Required task => Pull out every line of the records below that contains the word "forest", and copy each such line in full.

Records provided =>
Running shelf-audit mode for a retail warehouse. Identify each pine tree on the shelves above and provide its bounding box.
* * *
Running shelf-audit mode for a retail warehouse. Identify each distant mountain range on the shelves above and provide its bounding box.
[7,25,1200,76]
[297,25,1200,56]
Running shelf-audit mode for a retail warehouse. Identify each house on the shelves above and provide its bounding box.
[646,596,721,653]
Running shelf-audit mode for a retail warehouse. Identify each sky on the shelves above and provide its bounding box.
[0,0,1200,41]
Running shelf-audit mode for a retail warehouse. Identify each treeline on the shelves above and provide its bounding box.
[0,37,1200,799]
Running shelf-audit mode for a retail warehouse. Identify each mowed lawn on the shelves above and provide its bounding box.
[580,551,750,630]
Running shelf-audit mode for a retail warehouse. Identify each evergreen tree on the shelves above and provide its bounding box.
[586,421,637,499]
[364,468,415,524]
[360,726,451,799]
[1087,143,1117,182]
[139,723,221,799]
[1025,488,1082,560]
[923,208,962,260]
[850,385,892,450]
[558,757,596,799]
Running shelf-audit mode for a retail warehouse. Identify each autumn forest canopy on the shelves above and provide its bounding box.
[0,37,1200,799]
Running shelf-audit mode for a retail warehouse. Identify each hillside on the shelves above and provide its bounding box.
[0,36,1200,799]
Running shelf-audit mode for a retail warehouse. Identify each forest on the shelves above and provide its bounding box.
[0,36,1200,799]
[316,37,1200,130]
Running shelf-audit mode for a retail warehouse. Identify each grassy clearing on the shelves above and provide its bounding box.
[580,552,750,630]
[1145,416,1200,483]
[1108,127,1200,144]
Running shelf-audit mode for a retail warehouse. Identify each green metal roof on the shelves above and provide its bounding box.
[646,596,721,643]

Solution to this exercise =>
Running shelf-audit mode for a retail warehouse. Identify each autumn forest canopy on the shelves above and provide its bounding box.
Running shelf-audit mode for a retail warehouse. Identify each forest on the shelves above and provide its bounding box.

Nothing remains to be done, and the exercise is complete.